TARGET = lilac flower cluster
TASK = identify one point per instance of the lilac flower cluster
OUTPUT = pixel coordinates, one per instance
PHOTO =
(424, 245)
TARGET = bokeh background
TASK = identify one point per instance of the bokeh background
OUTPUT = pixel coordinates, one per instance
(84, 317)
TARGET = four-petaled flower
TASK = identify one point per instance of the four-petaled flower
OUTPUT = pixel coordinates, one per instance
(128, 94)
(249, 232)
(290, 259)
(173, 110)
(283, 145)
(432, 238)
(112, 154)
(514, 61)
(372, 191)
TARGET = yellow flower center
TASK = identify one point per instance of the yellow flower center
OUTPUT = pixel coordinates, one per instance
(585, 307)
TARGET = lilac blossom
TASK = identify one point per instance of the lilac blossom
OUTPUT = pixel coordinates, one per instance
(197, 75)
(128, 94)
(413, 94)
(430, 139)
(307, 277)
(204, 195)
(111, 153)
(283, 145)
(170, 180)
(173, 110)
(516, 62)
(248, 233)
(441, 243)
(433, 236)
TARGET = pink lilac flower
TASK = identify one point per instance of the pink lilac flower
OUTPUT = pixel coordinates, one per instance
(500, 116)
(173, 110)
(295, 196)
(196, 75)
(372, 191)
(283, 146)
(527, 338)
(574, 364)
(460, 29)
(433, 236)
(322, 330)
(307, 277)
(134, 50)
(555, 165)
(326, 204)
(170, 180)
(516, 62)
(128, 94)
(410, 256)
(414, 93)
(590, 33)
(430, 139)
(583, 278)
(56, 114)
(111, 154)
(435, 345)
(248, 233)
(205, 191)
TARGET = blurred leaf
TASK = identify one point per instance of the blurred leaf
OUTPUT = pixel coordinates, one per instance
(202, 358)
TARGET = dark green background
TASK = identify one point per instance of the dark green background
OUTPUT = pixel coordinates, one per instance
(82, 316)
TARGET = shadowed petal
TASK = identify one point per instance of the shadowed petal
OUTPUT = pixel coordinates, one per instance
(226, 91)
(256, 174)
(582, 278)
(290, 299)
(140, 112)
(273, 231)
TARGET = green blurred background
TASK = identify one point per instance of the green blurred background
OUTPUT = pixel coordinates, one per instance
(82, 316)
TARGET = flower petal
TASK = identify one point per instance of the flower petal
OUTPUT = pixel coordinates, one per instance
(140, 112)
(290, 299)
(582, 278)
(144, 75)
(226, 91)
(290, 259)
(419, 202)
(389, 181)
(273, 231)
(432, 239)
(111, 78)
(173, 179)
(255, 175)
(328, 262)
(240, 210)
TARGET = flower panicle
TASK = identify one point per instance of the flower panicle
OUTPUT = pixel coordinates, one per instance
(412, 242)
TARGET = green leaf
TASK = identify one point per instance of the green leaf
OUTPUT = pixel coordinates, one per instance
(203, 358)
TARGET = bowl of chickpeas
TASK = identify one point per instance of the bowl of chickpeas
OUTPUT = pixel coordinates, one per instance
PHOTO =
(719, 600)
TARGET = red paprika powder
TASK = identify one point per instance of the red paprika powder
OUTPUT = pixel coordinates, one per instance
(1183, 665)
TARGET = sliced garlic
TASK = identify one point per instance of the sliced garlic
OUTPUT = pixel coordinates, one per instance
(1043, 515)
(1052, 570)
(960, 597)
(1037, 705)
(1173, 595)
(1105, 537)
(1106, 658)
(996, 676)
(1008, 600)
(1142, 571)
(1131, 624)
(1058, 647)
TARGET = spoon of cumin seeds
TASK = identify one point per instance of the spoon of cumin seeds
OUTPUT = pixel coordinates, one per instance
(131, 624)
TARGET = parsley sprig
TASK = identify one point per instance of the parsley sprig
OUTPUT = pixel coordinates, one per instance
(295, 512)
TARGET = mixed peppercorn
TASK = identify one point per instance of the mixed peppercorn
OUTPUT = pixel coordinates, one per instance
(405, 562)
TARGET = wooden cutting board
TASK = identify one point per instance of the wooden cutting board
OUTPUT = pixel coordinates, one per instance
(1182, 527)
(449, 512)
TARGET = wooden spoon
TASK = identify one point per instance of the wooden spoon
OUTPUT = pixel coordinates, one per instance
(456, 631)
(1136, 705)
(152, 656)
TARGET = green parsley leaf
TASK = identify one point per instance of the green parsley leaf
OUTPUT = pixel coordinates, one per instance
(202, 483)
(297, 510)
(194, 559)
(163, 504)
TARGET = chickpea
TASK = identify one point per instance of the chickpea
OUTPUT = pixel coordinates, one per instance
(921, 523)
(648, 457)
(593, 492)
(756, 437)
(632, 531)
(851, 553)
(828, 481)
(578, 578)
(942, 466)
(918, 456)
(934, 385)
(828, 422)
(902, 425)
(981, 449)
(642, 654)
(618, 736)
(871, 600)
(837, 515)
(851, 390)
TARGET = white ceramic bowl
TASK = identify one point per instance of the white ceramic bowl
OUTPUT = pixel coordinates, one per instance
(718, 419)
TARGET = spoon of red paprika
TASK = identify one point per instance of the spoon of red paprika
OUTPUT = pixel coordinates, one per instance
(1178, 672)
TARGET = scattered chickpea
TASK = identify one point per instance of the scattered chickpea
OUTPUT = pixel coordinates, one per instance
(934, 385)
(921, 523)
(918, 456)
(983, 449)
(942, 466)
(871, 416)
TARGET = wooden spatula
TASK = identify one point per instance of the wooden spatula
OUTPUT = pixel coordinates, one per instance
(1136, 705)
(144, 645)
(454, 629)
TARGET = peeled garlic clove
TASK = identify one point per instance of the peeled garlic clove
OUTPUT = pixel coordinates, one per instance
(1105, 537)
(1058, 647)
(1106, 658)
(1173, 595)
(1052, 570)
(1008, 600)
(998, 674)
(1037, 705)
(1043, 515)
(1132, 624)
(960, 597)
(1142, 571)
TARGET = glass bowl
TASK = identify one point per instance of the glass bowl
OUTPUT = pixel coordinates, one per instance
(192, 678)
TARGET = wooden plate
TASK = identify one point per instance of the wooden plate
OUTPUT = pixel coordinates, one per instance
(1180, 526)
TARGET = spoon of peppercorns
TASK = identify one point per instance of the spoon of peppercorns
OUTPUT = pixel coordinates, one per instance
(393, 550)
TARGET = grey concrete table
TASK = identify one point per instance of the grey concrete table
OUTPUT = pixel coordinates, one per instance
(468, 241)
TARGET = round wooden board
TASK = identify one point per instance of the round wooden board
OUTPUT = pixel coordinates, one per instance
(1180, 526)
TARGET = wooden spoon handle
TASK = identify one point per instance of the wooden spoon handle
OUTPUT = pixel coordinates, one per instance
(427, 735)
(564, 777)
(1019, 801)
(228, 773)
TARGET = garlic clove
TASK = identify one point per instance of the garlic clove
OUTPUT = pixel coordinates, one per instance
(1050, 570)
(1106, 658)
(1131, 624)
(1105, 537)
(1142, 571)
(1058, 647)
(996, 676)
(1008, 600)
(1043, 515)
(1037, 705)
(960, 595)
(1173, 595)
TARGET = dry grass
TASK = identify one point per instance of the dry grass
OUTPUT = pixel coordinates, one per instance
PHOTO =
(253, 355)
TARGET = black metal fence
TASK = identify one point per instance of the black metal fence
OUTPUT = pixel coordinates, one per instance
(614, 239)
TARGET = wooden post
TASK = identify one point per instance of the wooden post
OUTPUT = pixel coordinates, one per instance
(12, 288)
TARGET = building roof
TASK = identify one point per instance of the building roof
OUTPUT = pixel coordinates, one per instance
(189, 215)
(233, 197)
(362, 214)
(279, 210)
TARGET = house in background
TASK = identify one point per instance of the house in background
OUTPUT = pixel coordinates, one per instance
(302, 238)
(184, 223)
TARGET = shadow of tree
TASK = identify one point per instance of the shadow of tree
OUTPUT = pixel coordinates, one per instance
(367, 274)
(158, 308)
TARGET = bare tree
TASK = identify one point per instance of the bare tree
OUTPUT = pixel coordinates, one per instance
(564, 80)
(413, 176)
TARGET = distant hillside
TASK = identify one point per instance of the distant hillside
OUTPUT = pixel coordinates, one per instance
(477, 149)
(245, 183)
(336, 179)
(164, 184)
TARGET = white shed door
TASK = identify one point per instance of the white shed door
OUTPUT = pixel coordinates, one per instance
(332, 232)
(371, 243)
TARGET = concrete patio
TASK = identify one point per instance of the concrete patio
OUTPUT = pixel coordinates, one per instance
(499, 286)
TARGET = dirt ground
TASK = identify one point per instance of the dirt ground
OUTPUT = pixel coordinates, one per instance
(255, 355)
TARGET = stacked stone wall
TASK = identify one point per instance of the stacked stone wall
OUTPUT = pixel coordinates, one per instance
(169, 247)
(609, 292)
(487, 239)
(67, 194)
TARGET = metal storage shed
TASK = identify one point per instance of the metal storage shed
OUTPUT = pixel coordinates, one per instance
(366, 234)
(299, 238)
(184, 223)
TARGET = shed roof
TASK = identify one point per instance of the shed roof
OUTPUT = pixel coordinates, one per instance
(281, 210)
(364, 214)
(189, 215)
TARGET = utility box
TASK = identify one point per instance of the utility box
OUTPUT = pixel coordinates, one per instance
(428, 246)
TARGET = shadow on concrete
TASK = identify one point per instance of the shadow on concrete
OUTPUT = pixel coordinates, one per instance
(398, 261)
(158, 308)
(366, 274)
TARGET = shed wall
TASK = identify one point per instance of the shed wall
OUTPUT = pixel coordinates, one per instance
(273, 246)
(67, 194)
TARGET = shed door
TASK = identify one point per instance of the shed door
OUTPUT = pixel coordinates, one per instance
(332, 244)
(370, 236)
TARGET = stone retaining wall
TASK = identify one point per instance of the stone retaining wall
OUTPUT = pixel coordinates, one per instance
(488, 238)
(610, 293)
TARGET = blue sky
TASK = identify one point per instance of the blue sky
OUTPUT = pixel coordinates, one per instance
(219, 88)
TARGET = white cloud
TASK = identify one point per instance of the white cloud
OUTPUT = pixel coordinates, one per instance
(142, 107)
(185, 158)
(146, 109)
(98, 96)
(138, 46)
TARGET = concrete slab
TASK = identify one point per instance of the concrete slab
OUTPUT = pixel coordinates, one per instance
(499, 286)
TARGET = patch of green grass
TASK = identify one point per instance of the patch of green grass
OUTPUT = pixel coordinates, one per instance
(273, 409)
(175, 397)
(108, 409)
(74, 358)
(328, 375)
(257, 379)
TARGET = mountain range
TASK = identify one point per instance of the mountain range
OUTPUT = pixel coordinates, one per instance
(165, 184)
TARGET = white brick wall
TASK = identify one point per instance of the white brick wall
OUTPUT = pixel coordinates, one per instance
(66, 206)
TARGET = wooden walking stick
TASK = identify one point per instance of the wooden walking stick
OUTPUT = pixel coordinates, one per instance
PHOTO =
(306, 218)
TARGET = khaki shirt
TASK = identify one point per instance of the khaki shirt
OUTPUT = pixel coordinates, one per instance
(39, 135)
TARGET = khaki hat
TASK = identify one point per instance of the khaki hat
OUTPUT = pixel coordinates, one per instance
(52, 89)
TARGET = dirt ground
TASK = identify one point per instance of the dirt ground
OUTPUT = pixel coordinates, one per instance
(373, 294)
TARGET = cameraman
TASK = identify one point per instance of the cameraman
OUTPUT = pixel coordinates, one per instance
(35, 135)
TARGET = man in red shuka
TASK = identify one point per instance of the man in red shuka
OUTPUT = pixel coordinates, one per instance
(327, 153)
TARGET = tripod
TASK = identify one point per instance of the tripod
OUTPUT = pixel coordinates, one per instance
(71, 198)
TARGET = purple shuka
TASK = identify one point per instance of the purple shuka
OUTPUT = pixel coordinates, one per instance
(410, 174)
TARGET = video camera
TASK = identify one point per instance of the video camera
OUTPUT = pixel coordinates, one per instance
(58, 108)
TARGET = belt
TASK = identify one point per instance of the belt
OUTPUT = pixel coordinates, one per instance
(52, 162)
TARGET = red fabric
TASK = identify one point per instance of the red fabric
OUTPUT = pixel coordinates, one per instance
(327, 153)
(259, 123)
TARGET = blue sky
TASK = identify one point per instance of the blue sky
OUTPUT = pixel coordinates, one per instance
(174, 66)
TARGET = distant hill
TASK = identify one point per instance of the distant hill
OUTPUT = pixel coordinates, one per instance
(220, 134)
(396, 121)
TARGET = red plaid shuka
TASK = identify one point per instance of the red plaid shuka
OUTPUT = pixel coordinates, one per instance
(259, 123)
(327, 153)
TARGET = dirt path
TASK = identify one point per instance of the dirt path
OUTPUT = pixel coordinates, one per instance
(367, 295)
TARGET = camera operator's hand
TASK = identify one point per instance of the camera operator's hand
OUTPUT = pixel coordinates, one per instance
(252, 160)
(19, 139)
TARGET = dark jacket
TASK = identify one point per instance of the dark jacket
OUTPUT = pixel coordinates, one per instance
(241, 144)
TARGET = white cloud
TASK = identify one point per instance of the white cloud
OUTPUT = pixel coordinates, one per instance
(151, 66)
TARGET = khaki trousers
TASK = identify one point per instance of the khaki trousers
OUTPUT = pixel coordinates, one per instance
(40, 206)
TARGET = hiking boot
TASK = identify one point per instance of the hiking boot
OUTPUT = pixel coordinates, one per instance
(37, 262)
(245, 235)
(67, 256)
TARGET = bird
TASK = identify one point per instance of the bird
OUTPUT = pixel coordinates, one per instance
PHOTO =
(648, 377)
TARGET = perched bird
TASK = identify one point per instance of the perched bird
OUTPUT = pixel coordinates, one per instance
::::::::
* Instructions for the task
Reproduce verbatim the lines above, beginning with the line containing "TARGET = mixed peppercorn" and continuing through the line containing "(1178, 672)", with both of those lines included.

* Result of this task
TARGET = mixed peppercorn
TASK = identify one point per instance of the mixed peppercorn
OUTPUT = pixel coordinates, one per instance
(405, 562)
TARGET = wooden cutting board
TASK = identify one point per instance of the wooden cutting board
OUTPUT = pixel coordinates, one per instance
(1182, 527)
(449, 512)
TARGET = wooden spoon
TASK = identify one point per instance of the wooden spoon
OUTPUT = pixel coordinates, one per instance
(456, 631)
(1136, 705)
(152, 656)
TARGET = green parsley leaf
TASK = identify one point per instance of the green parsley leaf
OUTPUT = pixel coordinates, one per instance
(202, 483)
(297, 510)
(194, 559)
(163, 504)
TARGET = chickpea
TASK = identify one point per instance of the chickpea
OUTPUT = pixel coordinates, one per instance
(921, 523)
(648, 457)
(593, 492)
(756, 437)
(632, 531)
(851, 553)
(828, 481)
(578, 578)
(942, 466)
(918, 456)
(934, 385)
(828, 422)
(902, 425)
(981, 449)
(642, 654)
(618, 736)
(871, 600)
(837, 515)
(851, 390)
TARGET = white ceramic bowl
TASK = identify one point per instance of the white ceramic bowl
OUTPUT = pixel coordinates, one per instance
(718, 419)
TARGET = spoon of red paprika
TASK = identify one point per instance of the spoon of red paprika
OUTPUT = pixel coordinates, one per instance
(1178, 672)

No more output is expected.